- [HOW TO COMPLETE THIS TASK]:
Transcribe the stretch of the salmon migration text from "The amount of" through "(Kitano, et al).".

- [SELECTED TEXT]:
═══

As described in the Tinbergen diagram on the home page, phylogeny asks: How does the behavior compare to related species, what is the history of the behavior over evolutionary time, why did it develop the way it did.
The amount of radiation (branching) of Pacific salmon contrasts dramatically with the Atlantic salmon in the phylogenetic tree pictured above (Kitano, et al).
How migration (navigational ability) affected the evolution of the species
A study performed by Montgomery suggests that the divergence of Pacific salmon species correspond to activity of tectonic plates around the Pacific. This activity gave rise to major topographic shifts that created splits in costal rivers that could have created geographic barriers between different salmon populations. Although migration would have allowed for genetic drift between separate tributary populations, it is suggested that the various populations remained genetically isolated due to the precision of salmon homing ability (Montgomery).
Similarities and differences in migration between species
In terms of migration along a freshwater spawning ground, different species of salmon tend to spawn in different areas: Pink and Chum spawn lower reaches in a watershed, Sockeye salmon spawn in lakes, Coho in smaller tributaries, and Chinook in the main stem and larger tributaries. Although they spawn in different areas, all of these species have in common a fresh to saltwater (and reverse) migration pattern (Montgomery). Although the behavior differs slightly, in the most related (and also in more distantly related) species of salmon, the migratory behavior persists.
Intraspecific phylogeny, how migration evolves in different populations of Chinook Salmon
A different approach to phylogeny is an intraspecies versus an interspecific comparison. Differences in the morphology of the behavior of migration exist within Chinook salmon: whether they are spring-run or fall-run types, which refers to the season in which they migrate back to their natal streams. According to a study focusing on Chinook salmon in California’s Central Valley, run timing (or migratory behavior) is more phylogenetically relevant in that spring-run populations from different regions are more closely related than salmon populations from the same basin (Garza, et al.)

═══

Source records:
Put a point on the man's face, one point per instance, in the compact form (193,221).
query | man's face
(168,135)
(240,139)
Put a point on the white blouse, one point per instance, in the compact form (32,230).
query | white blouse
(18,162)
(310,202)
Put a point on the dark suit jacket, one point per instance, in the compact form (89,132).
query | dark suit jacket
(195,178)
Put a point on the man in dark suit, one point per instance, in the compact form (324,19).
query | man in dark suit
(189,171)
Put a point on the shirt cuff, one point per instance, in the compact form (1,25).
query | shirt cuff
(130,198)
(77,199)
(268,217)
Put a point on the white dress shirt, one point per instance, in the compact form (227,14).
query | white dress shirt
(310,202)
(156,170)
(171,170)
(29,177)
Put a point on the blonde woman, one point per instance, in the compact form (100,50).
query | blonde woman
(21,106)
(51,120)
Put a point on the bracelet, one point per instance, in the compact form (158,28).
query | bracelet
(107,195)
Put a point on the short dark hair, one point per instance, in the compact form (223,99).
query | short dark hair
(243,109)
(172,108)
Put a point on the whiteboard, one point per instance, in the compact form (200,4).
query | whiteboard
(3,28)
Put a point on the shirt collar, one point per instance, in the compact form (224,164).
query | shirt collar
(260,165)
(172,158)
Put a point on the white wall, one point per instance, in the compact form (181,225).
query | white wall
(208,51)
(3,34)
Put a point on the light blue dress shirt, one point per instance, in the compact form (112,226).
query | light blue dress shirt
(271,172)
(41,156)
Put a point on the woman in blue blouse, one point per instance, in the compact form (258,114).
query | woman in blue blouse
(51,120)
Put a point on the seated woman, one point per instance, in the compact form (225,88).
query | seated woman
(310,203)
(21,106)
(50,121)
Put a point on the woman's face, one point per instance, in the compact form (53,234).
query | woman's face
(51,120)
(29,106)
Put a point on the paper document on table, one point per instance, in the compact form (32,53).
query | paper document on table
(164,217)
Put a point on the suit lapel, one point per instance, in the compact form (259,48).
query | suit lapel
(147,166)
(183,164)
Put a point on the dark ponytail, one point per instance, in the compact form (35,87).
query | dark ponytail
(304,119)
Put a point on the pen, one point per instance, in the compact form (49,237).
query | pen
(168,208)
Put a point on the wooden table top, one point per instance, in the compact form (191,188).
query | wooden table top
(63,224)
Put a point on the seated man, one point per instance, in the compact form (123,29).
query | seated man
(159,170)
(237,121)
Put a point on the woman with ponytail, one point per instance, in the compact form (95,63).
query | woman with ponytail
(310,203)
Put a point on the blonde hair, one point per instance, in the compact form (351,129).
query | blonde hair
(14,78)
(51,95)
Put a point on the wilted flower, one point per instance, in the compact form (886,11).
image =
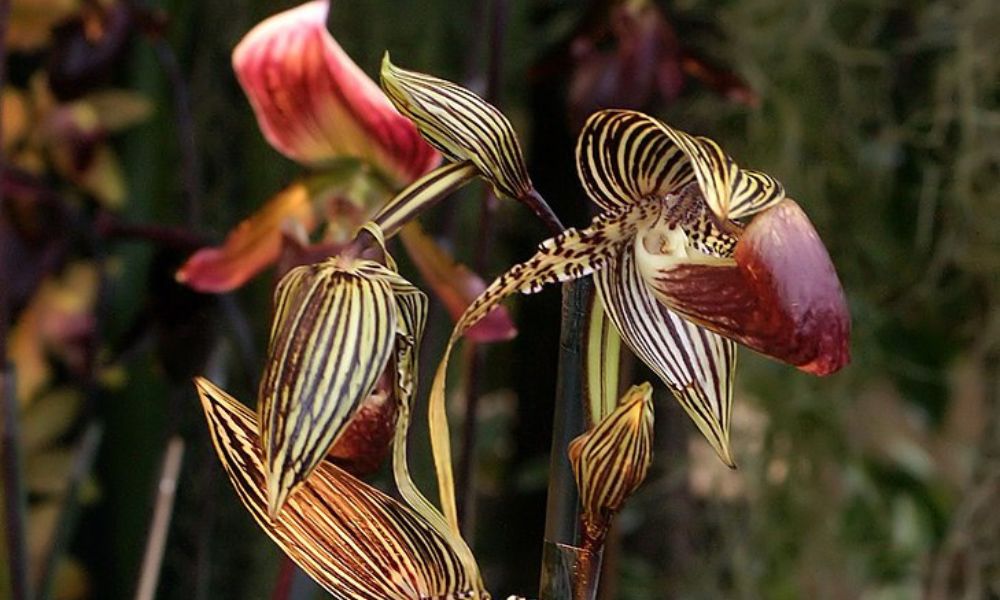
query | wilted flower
(611,460)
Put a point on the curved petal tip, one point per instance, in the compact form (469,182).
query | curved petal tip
(314,104)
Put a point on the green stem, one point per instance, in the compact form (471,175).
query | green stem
(83,465)
(565,564)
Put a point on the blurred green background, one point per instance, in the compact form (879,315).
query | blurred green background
(882,118)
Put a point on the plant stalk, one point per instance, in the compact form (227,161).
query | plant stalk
(13,490)
(568,571)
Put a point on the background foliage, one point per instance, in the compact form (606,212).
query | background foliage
(882,118)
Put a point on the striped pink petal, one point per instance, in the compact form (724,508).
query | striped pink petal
(314,104)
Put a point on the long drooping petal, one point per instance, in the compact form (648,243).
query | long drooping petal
(455,285)
(352,539)
(253,245)
(625,157)
(611,459)
(573,254)
(778,295)
(697,365)
(420,195)
(314,104)
(333,334)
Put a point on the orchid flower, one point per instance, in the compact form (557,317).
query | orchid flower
(317,107)
(351,538)
(678,273)
(689,253)
(611,459)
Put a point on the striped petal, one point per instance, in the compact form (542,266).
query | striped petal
(252,246)
(779,294)
(314,104)
(611,460)
(461,125)
(353,540)
(333,334)
(572,254)
(625,157)
(697,365)
(455,285)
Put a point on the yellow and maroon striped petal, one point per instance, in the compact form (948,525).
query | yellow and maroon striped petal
(314,104)
(461,125)
(252,246)
(611,459)
(420,195)
(779,294)
(697,365)
(352,539)
(625,157)
(332,337)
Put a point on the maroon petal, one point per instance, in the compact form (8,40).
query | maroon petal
(779,295)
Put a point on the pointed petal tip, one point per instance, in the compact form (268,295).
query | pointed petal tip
(276,496)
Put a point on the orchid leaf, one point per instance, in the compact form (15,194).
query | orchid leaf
(352,539)
(315,105)
(252,245)
(779,294)
(697,365)
(333,335)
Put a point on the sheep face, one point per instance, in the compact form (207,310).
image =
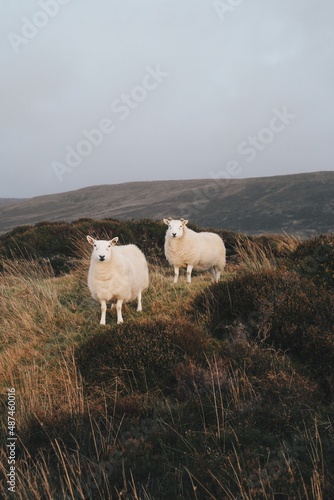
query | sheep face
(101,248)
(175,227)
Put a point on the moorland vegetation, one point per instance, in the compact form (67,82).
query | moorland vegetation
(218,390)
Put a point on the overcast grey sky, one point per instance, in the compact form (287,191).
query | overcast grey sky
(110,91)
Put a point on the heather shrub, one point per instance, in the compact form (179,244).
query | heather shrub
(279,308)
(314,259)
(142,356)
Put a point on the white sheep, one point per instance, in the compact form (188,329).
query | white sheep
(116,273)
(200,251)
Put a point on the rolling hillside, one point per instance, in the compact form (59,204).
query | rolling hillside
(299,203)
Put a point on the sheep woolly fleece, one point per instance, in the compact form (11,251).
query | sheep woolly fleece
(116,273)
(202,251)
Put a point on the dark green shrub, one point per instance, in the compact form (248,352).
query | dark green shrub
(314,259)
(279,308)
(142,356)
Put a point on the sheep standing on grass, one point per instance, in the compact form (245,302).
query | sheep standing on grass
(200,251)
(116,274)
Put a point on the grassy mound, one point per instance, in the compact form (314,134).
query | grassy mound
(213,391)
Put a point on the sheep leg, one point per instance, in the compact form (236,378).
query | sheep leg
(215,274)
(119,311)
(103,312)
(139,306)
(189,271)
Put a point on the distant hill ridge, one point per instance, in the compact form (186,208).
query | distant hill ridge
(297,203)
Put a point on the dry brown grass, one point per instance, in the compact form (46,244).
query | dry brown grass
(195,435)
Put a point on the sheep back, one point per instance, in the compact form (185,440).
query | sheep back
(202,250)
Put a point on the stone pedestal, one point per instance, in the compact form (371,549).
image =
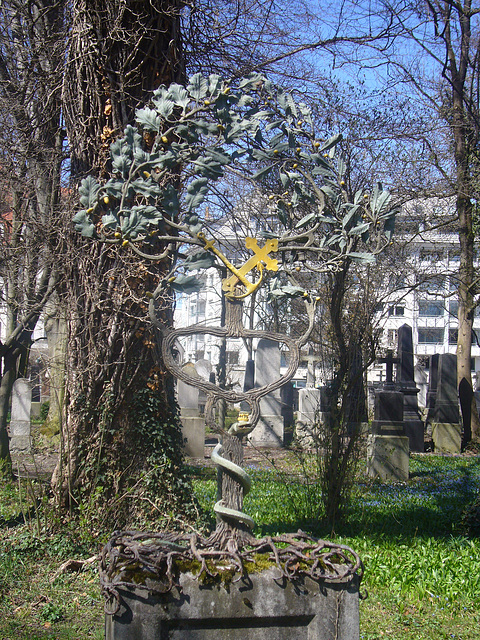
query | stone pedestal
(387,457)
(258,607)
(414,428)
(446,427)
(388,417)
(193,430)
(269,432)
(447,437)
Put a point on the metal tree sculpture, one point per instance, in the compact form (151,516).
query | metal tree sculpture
(162,172)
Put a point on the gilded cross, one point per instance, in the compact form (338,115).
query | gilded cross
(260,260)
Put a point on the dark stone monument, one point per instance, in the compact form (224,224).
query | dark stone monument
(388,412)
(432,387)
(286,399)
(388,446)
(249,379)
(414,428)
(446,427)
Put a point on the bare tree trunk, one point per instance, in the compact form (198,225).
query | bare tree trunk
(119,53)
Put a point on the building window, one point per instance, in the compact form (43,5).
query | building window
(232,357)
(432,284)
(430,308)
(392,336)
(396,311)
(430,335)
(453,308)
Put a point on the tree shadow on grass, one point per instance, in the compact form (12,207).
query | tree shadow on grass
(431,504)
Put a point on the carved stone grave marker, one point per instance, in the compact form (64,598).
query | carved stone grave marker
(414,428)
(20,428)
(269,430)
(446,427)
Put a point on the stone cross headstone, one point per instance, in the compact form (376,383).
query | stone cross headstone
(193,425)
(414,428)
(20,428)
(389,361)
(269,430)
(446,427)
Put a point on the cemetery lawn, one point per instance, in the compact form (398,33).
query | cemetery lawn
(422,575)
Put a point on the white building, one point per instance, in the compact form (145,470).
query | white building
(424,287)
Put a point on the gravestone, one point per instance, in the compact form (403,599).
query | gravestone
(20,429)
(414,428)
(356,401)
(260,606)
(269,430)
(432,387)
(286,398)
(446,427)
(248,382)
(193,425)
(388,446)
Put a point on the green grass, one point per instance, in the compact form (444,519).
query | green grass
(422,575)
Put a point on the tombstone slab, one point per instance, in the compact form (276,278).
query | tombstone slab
(414,427)
(387,457)
(447,412)
(447,437)
(20,427)
(193,425)
(258,607)
(269,431)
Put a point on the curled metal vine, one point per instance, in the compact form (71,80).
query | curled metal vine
(153,562)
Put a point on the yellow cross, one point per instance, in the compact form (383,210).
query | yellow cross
(258,260)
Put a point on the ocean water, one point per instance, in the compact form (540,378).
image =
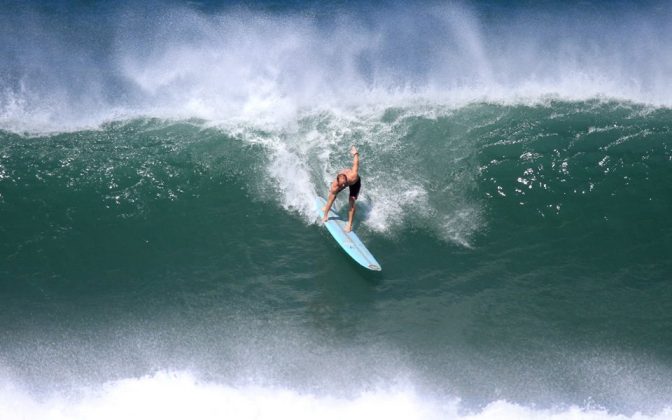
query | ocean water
(159,256)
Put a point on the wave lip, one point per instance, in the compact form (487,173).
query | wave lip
(178,395)
(256,66)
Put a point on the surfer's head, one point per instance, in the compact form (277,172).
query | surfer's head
(342,180)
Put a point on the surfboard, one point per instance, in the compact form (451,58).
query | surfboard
(349,241)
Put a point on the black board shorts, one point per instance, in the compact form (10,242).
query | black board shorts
(354,188)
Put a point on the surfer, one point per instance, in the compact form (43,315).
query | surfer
(348,177)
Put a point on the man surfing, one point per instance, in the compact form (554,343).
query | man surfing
(348,177)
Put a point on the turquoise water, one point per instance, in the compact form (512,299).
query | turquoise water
(160,255)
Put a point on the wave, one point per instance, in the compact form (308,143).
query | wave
(176,395)
(265,67)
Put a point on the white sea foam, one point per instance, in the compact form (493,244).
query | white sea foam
(179,395)
(241,65)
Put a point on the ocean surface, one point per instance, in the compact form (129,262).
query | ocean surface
(159,254)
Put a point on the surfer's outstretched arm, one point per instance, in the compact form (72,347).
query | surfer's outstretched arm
(330,201)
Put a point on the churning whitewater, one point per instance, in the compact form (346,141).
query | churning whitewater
(159,252)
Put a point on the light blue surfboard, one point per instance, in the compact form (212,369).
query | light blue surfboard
(349,241)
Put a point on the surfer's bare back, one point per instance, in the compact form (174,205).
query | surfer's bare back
(348,177)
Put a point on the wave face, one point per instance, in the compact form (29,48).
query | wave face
(159,254)
(71,66)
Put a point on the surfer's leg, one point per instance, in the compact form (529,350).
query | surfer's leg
(351,214)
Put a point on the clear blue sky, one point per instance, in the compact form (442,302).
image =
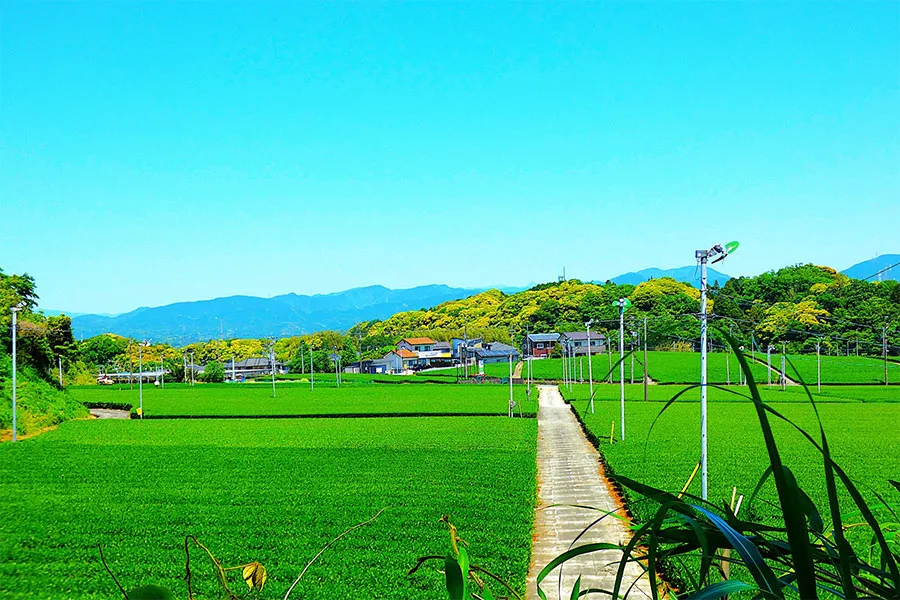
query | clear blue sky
(152,153)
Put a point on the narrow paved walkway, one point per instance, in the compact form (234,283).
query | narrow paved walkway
(568,473)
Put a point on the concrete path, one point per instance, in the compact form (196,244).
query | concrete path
(568,473)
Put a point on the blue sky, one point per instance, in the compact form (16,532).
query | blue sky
(153,153)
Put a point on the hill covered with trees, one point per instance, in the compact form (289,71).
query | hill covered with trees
(798,306)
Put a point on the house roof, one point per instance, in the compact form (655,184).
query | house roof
(501,347)
(582,335)
(419,341)
(543,337)
(491,353)
(252,363)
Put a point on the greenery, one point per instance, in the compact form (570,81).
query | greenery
(784,541)
(39,403)
(495,370)
(261,490)
(214,372)
(294,399)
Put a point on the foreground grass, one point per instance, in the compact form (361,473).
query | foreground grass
(272,491)
(862,434)
(298,399)
(684,367)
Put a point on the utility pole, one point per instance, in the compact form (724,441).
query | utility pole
(783,369)
(818,368)
(15,310)
(272,355)
(587,325)
(609,356)
(633,338)
(141,377)
(717,252)
(646,384)
(337,369)
(512,402)
(728,360)
(623,304)
(703,256)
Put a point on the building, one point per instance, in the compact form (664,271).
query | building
(468,346)
(422,344)
(252,367)
(399,361)
(496,352)
(540,344)
(577,341)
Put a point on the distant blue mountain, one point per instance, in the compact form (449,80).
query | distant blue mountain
(868,268)
(689,275)
(250,316)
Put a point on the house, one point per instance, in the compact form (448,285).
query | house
(399,361)
(468,346)
(577,341)
(496,352)
(540,344)
(251,367)
(422,344)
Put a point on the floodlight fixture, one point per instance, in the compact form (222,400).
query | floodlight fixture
(716,254)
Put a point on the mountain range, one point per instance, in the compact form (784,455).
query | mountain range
(250,316)
(872,269)
(689,275)
(293,314)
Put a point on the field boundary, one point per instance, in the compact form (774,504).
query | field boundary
(337,416)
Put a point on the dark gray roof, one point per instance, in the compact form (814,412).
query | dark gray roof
(582,335)
(252,363)
(490,353)
(543,337)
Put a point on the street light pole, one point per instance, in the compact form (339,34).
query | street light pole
(623,304)
(717,253)
(587,326)
(141,377)
(15,310)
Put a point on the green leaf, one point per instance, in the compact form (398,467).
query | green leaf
(720,589)
(576,591)
(150,592)
(753,560)
(455,585)
(463,561)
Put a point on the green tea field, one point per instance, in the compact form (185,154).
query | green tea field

═══

- [FINISHED EXERCISE]:
The amount of radiation (branching) of Pacific salmon contrasts dramatically with the Atlantic salmon in the phylogenetic tree pictured above (Kitano, et al).